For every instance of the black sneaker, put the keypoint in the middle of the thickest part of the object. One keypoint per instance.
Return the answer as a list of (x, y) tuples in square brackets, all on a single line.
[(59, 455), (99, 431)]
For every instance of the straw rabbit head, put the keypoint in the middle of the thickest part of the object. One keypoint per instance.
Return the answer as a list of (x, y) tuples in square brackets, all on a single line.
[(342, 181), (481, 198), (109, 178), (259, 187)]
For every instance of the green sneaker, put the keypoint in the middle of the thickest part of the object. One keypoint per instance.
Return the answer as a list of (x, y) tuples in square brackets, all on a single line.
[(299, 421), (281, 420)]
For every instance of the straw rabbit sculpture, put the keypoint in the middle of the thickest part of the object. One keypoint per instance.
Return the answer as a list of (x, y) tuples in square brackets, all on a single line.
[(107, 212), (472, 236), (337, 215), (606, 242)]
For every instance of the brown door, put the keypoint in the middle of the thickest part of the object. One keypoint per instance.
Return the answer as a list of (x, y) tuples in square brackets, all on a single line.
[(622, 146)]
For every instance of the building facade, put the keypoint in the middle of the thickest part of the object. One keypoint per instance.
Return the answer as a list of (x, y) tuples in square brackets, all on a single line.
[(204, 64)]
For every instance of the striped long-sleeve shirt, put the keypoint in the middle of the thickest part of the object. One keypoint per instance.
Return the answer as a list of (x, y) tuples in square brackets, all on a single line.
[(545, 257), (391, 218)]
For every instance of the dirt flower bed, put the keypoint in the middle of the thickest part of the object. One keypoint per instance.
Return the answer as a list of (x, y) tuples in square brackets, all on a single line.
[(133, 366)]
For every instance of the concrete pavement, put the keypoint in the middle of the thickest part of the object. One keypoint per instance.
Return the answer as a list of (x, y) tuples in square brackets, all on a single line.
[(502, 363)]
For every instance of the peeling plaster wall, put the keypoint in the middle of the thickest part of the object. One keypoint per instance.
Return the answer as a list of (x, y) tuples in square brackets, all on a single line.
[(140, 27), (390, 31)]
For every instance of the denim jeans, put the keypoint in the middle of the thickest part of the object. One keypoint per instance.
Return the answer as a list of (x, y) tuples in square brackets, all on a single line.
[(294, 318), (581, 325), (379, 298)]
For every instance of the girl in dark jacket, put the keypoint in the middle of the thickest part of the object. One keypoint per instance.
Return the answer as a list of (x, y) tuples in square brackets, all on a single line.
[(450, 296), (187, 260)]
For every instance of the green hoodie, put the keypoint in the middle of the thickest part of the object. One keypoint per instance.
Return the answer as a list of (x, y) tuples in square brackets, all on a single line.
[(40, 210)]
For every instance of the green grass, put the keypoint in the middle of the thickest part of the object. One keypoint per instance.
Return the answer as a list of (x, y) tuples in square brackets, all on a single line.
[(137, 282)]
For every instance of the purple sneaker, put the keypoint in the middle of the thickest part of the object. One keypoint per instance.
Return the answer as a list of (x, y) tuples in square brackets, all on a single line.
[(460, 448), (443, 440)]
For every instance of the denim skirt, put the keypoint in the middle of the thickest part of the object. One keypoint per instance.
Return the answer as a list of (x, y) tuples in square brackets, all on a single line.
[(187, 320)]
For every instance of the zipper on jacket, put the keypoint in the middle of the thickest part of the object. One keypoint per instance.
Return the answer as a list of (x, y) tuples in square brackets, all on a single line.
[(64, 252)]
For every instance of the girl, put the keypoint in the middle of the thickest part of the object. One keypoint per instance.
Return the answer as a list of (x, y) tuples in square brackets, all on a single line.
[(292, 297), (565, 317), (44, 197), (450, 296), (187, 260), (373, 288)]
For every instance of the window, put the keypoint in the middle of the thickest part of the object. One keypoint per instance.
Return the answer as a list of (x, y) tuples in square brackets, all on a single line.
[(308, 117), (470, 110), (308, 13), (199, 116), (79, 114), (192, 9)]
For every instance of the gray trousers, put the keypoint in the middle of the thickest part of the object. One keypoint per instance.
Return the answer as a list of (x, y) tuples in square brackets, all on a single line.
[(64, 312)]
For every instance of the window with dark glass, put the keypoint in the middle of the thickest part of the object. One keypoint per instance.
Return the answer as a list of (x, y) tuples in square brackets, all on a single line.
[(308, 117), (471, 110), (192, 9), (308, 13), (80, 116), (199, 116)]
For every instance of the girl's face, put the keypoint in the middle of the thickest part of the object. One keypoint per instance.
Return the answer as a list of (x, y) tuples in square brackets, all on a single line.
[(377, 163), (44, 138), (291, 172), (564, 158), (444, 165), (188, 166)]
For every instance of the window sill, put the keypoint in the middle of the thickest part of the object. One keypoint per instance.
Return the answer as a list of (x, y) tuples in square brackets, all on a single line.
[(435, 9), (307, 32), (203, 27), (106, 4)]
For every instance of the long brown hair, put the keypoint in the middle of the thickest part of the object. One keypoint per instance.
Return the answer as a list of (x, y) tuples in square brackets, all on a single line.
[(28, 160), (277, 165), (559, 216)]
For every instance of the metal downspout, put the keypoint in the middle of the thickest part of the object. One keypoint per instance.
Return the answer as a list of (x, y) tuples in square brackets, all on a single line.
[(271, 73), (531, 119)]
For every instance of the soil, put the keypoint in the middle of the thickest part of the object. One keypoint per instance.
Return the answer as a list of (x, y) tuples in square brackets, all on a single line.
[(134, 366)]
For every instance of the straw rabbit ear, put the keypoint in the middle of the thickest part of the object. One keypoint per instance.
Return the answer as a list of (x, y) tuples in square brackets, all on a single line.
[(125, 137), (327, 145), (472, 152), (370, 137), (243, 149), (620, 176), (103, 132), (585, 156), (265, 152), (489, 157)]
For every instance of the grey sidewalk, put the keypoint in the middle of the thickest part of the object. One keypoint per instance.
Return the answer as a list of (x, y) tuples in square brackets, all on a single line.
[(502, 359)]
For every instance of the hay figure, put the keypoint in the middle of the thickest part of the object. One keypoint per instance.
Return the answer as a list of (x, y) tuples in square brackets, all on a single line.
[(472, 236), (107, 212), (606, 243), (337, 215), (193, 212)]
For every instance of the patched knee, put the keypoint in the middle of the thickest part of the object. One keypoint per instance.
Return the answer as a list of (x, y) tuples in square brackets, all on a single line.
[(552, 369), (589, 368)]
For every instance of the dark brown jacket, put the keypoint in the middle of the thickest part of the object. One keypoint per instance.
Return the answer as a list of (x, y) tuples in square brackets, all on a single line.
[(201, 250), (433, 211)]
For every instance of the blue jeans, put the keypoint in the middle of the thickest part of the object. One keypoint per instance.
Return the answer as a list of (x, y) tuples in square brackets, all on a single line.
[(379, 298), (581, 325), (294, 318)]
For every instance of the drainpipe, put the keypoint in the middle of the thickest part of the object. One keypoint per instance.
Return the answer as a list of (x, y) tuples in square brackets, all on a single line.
___
» **WORK INSTRUCTIONS**:
Rewrite all of the records above with every "thickest" changed to "widest". Leave everything else as it is.

» **CORRECT RESPONSE**:
For every instance of the black sneaker, put the keypoint in the middle of the widest part of the object. One keypoint per instance.
Return the answer as a list of (x, y) tuples in square brackets, all on a single line.
[(59, 455), (99, 431)]
For every instance of the straw rabbit head, put the keypoint in the middle of the widest part of the object. One keypoint per instance.
Return the answer as a list of (x, y) tuples in square brackets, all on a single line.
[(342, 181), (481, 198), (109, 178), (259, 187)]
For every instance of the green sneaker, put the keypoint in the middle of the widest part of the object. One keypoint per instance.
Return the answer as a list of (x, y) tuples in square brackets, all on a single line.
[(299, 421), (281, 420)]
For every instance of the straw rabbit sculpture, put the keypoint in the middle of the widest part of the object. One keypoint per instance.
Return the answer as a list of (x, y) tuples in square brackets, all on a single line.
[(107, 212), (472, 236), (337, 215), (606, 242)]
For every instance of the brown door, put the keypoint in the middle of the widest part of the object. One keypoint per instance.
Return the answer as a list of (x, y) tuples in square brackets, all on a single line.
[(622, 146)]
For every instance of the building facade, put the keypoint in the middle of the widest part of the object. One keypoint per instance.
Return the answer as a list of (x, y) tuples in square brackets, all on a single line.
[(204, 64)]
For every instance of the striped long-sleeve shirt, put the keypoint in the middle of the widest part of the object. One keypoint per instance.
Return the answer as a list of (x, y) tuples in square brackets, all on a single line.
[(545, 257), (391, 218)]
For every instance of the dirt flower bed, put the keypoint in the middle of the widest part of the object. One keypoint per instance.
Return the answer as a list of (x, y) tuples in square brackets, all on a single line.
[(133, 366)]
For every instance of the concrete pavement, put the keypoint in the middle of the widest part of the object. One keypoint per instance.
Return the answer as a list of (x, y) tuples in square brackets, all on a single line.
[(502, 363)]
For every instance of the peeling plaster wall, put the keypoint in the middle of the widest part of the object. One keypoint per instance.
Return the answer as a list of (x, y) tuples in square brackets, all on a single line.
[(140, 27), (390, 31)]
For every instance of the denim jeans, put the keypoint in the middle of the widest part of the object. One keypoint per instance.
Return the answer as a list of (x, y) tuples in square brackets, all on a single line.
[(294, 318), (581, 325), (379, 298)]
For every instance of the girl in dark jacket, put the keypoint in the middle of the widest part of the object. One keypoint per instance.
Return the answer as a list of (x, y) tuples in square brackets, all on a single line.
[(450, 296), (187, 260)]
For every instance of the green hoodie, put the keypoint in the middle of the widest part of the object. One keypoint per instance.
Return the answer as a list of (x, y) tuples in square brackets, all on a single line.
[(40, 210)]
For every instance of the green grass, put the keypoint in the middle of the widest part of the object. One keypoint per instance.
Return the answer as a list of (x, y) tuples in square brackets, all on a single line.
[(137, 282)]
For every instance of the purple sneaker, put the keypoint in the middle of the widest part of the object. One keypoint per instance.
Return the answer as a list of (x, y) tuples in square brackets, all on a single line.
[(460, 448), (443, 440)]
For every instance of the denim skirt, put the keypoint in the middle of the widest part of the object. One keypoint per instance.
Return the answer as a list of (x, y) tuples in square brackets, all on a single line.
[(187, 320)]
For every instance of the zipper on jacket, put the keypoint in the middle of the widest part of the object. One keypoint per instance.
Return the answer as a list of (x, y) tuples in square brackets, all on a single line.
[(64, 252)]
For every instance of the girl, put the keypoint in the middle of the widest part of the object. One keypoint per instance.
Return the answer as a list of (x, y) tuples in square brackets, all on a single line.
[(292, 297), (565, 317), (44, 197), (450, 296), (187, 260), (373, 288)]
For every instance of the window, put the keypoint in the middle of the widest part of the object. One keypoint per instance.
Return the answer as a list of (x, y) tuples in square brackets, all on a single line.
[(308, 117), (470, 110), (308, 13), (199, 116), (79, 114), (192, 9)]
For every instance of the gray trousers, put the keypoint in the middle of the widest part of the object. One keypoint per instance.
Return the answer as a list of (x, y) tuples in square brackets, all on a single line.
[(64, 312)]
For every instance of the window with dark glass, put the keypoint in the middle of the widest part of the object. One keypoint per instance.
Return the answer as a list of (x, y) tuples in square brackets, all on a single line.
[(308, 117), (471, 110), (192, 9), (308, 13), (80, 116), (199, 116)]
For every instance of the girl's face, put the keypoint in the middle of the widest part of the object. One keypoint per instance.
Return the answer as a list of (x, y) tuples in square brackets, all on a single line.
[(377, 163), (44, 138), (291, 172), (564, 158), (444, 165), (188, 166)]
For every instance of the window sill, put the keypoint in the middle of the widest part of the object. One keypoint per instance.
Return the answer as a list of (x, y) tuples in square brackets, all on a single line.
[(435, 9), (307, 32), (203, 27), (106, 4)]
For every instance of the long brown hair, put the keypoint in the middle of the widest part of the object. One keypoint per instance.
Return the answer as a list of (x, y) tuples in square brackets, all on a single line.
[(28, 160), (277, 165), (559, 216)]
For every instance of the metal downspout, put the keypoint in the middle of the widest part of the object. One keypoint per instance.
Return the answer as a list of (x, y) tuples in square brackets, all on a single line.
[(271, 73), (531, 119)]
For every instance of the soil, put the keypoint in the middle of the widest part of the object. One keypoint per instance.
Return the answer as a list of (x, y) tuples in square brackets, all on a single line.
[(134, 366)]
For every instance of the straw rabbit ear, put the keypoint in the middle of the widest part of the object. One keypoint per instance.
Return the answer as a list of (x, y) tuples in square brackets, all on a single line.
[(125, 137), (327, 145), (472, 152), (370, 137), (243, 149), (620, 176), (103, 132), (585, 156), (265, 152), (489, 157)]
For every instance of the grey sidewalk, put the keypoint in the middle of the widest part of the object. One keypoint per instance.
Return the answer as a list of (x, y) tuples in square brackets, all on a single line.
[(502, 359)]
For every instance of the hay figure, put the keypoint in the middle of the widest part of the object. One keypoint per instance.
Return the answer as a list of (x, y) tuples in square brackets, all on a single line.
[(472, 236), (107, 212), (606, 243), (337, 215), (193, 212)]
For every instance of the patched knee, put the keypoint in the middle of the widest part of the object. One keypoint per instance.
Return the answer as a list of (x, y) tuples in square brackets, all on a single line.
[(552, 369), (589, 368)]
For every instance of the dark brown jacket, put the keypoint in the middle of the widest part of the object. One keypoint per instance.
Return the answer as a list of (x, y) tuples in square brackets, all on a single line.
[(201, 250), (433, 211)]
For every instance of the blue jeans, put the keypoint in the middle of the widest part of the object. One keypoint per instance.
Return the answer as a list of (x, y) tuples in square brackets, all on a single line.
[(379, 298), (581, 325), (294, 318)]
For every instance of the drainpipe, put the keypoint in the middle of the widest part of the object. One keypoint per instance.
Return the answer as a list of (x, y) tuples in square brackets, all on a single line.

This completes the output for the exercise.